* WHAT NEEDS TO BE DONE *
Reproduce the data that follows in its entirety, character for character.

----------

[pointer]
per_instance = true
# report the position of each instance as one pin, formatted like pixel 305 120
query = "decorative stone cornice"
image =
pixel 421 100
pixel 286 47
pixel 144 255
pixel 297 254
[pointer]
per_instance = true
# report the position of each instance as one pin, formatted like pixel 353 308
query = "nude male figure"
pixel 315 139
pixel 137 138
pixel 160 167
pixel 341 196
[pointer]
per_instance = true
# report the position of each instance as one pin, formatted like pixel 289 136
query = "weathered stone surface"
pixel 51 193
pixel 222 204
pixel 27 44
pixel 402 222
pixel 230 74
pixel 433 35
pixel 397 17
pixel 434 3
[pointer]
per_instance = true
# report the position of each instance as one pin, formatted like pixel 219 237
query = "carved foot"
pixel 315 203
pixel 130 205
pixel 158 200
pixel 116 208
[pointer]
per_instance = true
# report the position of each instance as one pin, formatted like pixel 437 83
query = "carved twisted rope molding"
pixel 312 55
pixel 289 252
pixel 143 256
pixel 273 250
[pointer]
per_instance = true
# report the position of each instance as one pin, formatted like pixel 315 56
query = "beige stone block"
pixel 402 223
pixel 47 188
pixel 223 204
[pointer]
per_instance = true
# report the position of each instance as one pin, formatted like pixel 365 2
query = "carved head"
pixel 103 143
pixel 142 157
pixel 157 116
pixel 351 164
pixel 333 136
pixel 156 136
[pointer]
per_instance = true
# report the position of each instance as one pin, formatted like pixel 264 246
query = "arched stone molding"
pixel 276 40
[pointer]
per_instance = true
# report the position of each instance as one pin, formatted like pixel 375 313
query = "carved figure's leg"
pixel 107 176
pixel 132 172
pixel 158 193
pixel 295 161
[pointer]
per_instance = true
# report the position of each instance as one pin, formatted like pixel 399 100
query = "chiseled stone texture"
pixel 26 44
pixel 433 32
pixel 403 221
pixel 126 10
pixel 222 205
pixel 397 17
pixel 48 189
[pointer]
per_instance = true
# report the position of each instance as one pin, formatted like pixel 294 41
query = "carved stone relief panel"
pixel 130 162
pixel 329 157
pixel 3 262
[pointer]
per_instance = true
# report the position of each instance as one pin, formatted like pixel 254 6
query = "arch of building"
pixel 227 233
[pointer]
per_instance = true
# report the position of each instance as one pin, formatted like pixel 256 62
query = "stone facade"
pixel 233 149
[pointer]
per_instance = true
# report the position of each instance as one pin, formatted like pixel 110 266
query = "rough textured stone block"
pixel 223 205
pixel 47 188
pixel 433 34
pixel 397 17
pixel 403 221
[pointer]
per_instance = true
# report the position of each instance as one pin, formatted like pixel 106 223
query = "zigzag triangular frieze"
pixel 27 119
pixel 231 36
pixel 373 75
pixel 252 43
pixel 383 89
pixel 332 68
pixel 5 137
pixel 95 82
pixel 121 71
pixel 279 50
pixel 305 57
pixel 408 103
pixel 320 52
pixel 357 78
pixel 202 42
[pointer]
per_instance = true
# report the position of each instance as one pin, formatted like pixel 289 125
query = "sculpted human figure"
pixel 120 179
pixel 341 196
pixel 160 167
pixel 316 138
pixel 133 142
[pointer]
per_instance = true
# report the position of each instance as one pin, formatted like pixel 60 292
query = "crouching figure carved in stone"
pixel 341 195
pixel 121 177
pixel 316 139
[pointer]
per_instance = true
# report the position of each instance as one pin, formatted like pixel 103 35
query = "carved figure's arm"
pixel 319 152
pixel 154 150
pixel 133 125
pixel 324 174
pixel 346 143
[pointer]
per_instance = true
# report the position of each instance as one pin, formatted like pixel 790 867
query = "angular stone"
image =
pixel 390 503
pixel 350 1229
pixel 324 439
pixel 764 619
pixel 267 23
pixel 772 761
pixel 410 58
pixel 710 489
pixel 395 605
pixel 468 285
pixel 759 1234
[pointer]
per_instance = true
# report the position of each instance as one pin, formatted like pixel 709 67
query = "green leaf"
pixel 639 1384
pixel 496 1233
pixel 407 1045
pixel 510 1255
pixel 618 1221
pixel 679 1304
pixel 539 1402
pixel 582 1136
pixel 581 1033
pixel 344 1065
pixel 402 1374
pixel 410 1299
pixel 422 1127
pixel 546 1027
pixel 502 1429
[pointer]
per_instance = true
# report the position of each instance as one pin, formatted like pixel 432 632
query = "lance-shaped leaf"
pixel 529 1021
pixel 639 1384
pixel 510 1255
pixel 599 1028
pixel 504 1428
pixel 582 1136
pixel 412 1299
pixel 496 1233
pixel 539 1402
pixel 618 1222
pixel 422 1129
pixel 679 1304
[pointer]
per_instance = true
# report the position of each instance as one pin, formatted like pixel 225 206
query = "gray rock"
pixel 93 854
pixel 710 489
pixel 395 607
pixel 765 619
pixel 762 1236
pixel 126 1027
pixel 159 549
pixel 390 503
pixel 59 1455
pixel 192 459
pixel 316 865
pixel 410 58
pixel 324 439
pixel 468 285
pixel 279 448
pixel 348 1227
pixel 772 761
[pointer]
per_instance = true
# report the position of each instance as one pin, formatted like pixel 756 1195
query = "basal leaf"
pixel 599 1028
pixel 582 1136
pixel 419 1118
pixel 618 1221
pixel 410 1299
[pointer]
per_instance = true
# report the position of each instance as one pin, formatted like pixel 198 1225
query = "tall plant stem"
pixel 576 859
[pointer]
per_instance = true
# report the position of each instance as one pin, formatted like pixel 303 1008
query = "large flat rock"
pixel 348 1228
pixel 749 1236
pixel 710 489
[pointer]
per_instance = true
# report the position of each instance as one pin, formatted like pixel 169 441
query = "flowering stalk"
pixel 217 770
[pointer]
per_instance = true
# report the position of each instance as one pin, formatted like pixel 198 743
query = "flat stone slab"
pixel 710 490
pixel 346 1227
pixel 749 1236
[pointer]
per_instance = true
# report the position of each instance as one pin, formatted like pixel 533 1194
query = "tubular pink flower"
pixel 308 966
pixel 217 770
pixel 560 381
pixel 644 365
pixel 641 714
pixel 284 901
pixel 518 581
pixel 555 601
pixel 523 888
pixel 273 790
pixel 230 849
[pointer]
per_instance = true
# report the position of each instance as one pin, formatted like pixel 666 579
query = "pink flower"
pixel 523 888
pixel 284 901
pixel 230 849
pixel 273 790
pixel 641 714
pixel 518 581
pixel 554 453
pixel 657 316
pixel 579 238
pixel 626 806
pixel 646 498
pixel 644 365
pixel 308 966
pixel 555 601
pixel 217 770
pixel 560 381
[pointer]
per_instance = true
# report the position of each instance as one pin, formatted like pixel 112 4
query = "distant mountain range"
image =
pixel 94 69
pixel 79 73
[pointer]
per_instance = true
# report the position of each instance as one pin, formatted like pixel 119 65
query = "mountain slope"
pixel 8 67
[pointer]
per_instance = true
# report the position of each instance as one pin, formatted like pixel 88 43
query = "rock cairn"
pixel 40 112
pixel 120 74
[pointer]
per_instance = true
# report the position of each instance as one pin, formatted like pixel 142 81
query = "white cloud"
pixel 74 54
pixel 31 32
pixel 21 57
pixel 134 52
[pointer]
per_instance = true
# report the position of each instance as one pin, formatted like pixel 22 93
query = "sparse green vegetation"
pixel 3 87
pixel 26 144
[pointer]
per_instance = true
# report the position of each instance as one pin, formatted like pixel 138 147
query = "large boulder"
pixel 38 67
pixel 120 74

----------

* RIGHT ANSWER *
[pointer]
per_instance = true
# report the position of each instance as one pin, formatted like pixel 305 120
query = "decorative stone cornice"
image =
pixel 421 100
pixel 286 47
pixel 144 255
pixel 297 254
[pointer]
per_instance = true
# report the position of each instance as one pin, formatted like pixel 353 308
query = "nude male figure"
pixel 315 139
pixel 137 138
pixel 160 167
pixel 341 196
[pointer]
per_instance = true
# report the position of each instance as one pin, formatted like pixel 289 136
query = "weathered stone surface"
pixel 51 193
pixel 222 204
pixel 27 44
pixel 402 222
pixel 230 74
pixel 433 35
pixel 397 17
pixel 434 3
[pointer]
per_instance = true
# report the position of each instance as one pin, formatted like pixel 219 237
query = "carved foot"
pixel 315 203
pixel 130 205
pixel 158 200
pixel 116 208
[pointer]
per_instance = true
# report the position of each instance as one pin, formatted like pixel 437 83
query = "carved twisted rope molding"
pixel 312 55
pixel 289 252
pixel 143 256
pixel 273 250
[pointer]
per_instance = true
# report the position of each instance as one pin, formatted like pixel 315 56
query = "beige stone block"
pixel 402 223
pixel 47 188
pixel 223 204
[pointer]
per_instance = true
# report the position of each instance as one pin, formatted like pixel 365 2
query = "carved head"
pixel 103 143
pixel 142 157
pixel 157 116
pixel 351 164
pixel 333 136
pixel 156 136
[pointer]
per_instance = true
# report the position of each instance as one pin, formatted like pixel 264 246
query = "arched stone molding"
pixel 276 40
[pointer]
per_instance = true
# report the position of each instance as one pin, formatted like pixel 375 313
query = "carved figure's leg"
pixel 107 176
pixel 132 172
pixel 158 193
pixel 295 161
[pointer]
per_instance = true
# report the position of each instance as one pin, formatted like pixel 399 100
query = "chiseled stone texture"
pixel 26 44
pixel 433 32
pixel 403 221
pixel 126 10
pixel 222 205
pixel 397 17
pixel 48 189
[pointer]
per_instance = true
# report the position of each instance as one pin, formatted like pixel 294 41
query = "carved stone relief panel"
pixel 130 162
pixel 329 157
pixel 3 262
[pointer]
per_instance = true
# report the position of each instance as one pin, formatted like pixel 254 6
query = "arch of building"
pixel 227 233
[pointer]
per_instance = true
# report the position of each instance as one pin, formatted like pixel 256 62
query = "stone facade"
pixel 233 149
[pointer]
per_instance = true
# report the position of each instance as one pin, formatted like pixel 110 266
query = "rough textured stone block"
pixel 223 205
pixel 47 188
pixel 433 34
pixel 397 17
pixel 403 221
[pointer]
per_instance = true
# report the position of each instance as one pin, formatted like pixel 106 223
query = "zigzag triangular frieze"
pixel 27 119
pixel 231 36
pixel 373 75
pixel 252 43
pixel 383 89
pixel 332 68
pixel 5 137
pixel 95 82
pixel 121 71
pixel 279 50
pixel 305 57
pixel 408 103
pixel 320 52
pixel 357 78
pixel 202 42
[pointer]
per_instance = true
# report the position of each instance as one pin, formatted like pixel 289 125
query = "sculpted human figure"
pixel 120 179
pixel 341 196
pixel 160 167
pixel 316 138
pixel 133 142
[pointer]
per_instance = true
# report the position of each instance as one pin, formatted like pixel 60 292
query = "crouching figure carved in stone"
pixel 341 195
pixel 121 177
pixel 316 139
[pointer]
per_instance = true
# report the position of each instance as one pin, formatted like pixel 103 35
query = "carved figure's arm"
pixel 319 152
pixel 154 150
pixel 133 125
pixel 324 174
pixel 346 143
[pointer]
per_instance = true
# report the position of each instance as one pin, formatted like pixel 790 867
query = "angular stone"
image =
pixel 390 503
pixel 350 1229
pixel 324 439
pixel 764 619
pixel 267 23
pixel 772 761
pixel 410 58
pixel 710 489
pixel 395 605
pixel 468 285
pixel 759 1234
[pointer]
per_instance = true
# report the position of each instance as one pin, formatted like pixel 709 67
query = "green leaf"
pixel 639 1384
pixel 496 1233
pixel 407 1045
pixel 510 1255
pixel 618 1221
pixel 679 1304
pixel 539 1402
pixel 582 1136
pixel 581 1033
pixel 344 1065
pixel 402 1374
pixel 410 1299
pixel 422 1127
pixel 546 1027
pixel 502 1429
[pointer]
per_instance = true
# report the position of each instance as one pin, formatted like pixel 432 632
query = "lance-shaped leaf"
pixel 529 1021
pixel 639 1384
pixel 510 1255
pixel 599 1028
pixel 504 1428
pixel 582 1136
pixel 412 1299
pixel 496 1233
pixel 539 1402
pixel 618 1222
pixel 422 1129
pixel 679 1304
[pointer]
per_instance = true
# report the position of each instance as one pin, formatted like pixel 225 206
query = "gray rock"
pixel 93 854
pixel 710 489
pixel 395 607
pixel 765 619
pixel 762 1236
pixel 126 1027
pixel 159 549
pixel 390 503
pixel 59 1455
pixel 192 459
pixel 316 865
pixel 410 58
pixel 324 439
pixel 468 285
pixel 279 448
pixel 348 1227
pixel 772 761
[pointer]
per_instance = true
# report the position of each instance as one pin, formatted like pixel 756 1195
query = "basal leaf"
pixel 599 1028
pixel 582 1136
pixel 419 1118
pixel 618 1221
pixel 410 1299
[pointer]
per_instance = true
# report the position of each instance as one pin, formatted like pixel 198 1225
query = "tall plant stem"
pixel 576 859
[pointer]
per_instance = true
# report the position of each instance as one pin, formatted like pixel 303 1008
query = "large flat rock"
pixel 348 1228
pixel 749 1236
pixel 710 489
[pointer]
per_instance = true
# report the position of each instance as one pin, formatted like pixel 169 441
query = "flowering stalk"
pixel 217 770
[pointer]
per_instance = true
# report the position of each instance as one pin, formatted like pixel 198 743
query = "flat stone slab"
pixel 710 490
pixel 346 1227
pixel 749 1236
[pointer]
per_instance = true
# report the position of each instance as one pin, formatted like pixel 533 1194
query = "tubular pink flower"
pixel 308 966
pixel 217 770
pixel 560 381
pixel 644 365
pixel 641 714
pixel 284 901
pixel 518 581
pixel 555 601
pixel 523 888
pixel 273 790
pixel 230 849
[pointer]
per_instance = true
# report the position of each instance as one pin, formatted like pixel 666 579
query = "pink flower"
pixel 523 888
pixel 284 901
pixel 230 849
pixel 273 790
pixel 641 714
pixel 518 581
pixel 554 453
pixel 657 316
pixel 579 238
pixel 626 806
pixel 646 498
pixel 644 365
pixel 308 966
pixel 555 601
pixel 217 770
pixel 560 381
[pointer]
per_instance = true
# report the position of each instance as one pin, formatted like pixel 112 4
query = "distant mountain range"
image =
pixel 94 69
pixel 79 73
[pointer]
per_instance = true
# report the position of each instance as one pin, formatted like pixel 119 65
query = "mountain slope"
pixel 8 67
[pointer]
per_instance = true
# report the position of each instance as one pin, formatted like pixel 88 43
query = "rock cairn"
pixel 40 112
pixel 120 74
[pointer]
per_instance = true
# report the position of each instance as one pin, formatted like pixel 142 81
query = "white cloud"
pixel 74 54
pixel 31 32
pixel 21 57
pixel 134 52
[pointer]
per_instance = true
# report the position of each instance as one pin, formatted like pixel 22 93
query = "sparse green vegetation"
pixel 3 87
pixel 26 144
[pointer]
per_instance = true
# report the position of each instance as one pin, formatted like pixel 138 147
query = "large boulder"
pixel 38 67
pixel 120 74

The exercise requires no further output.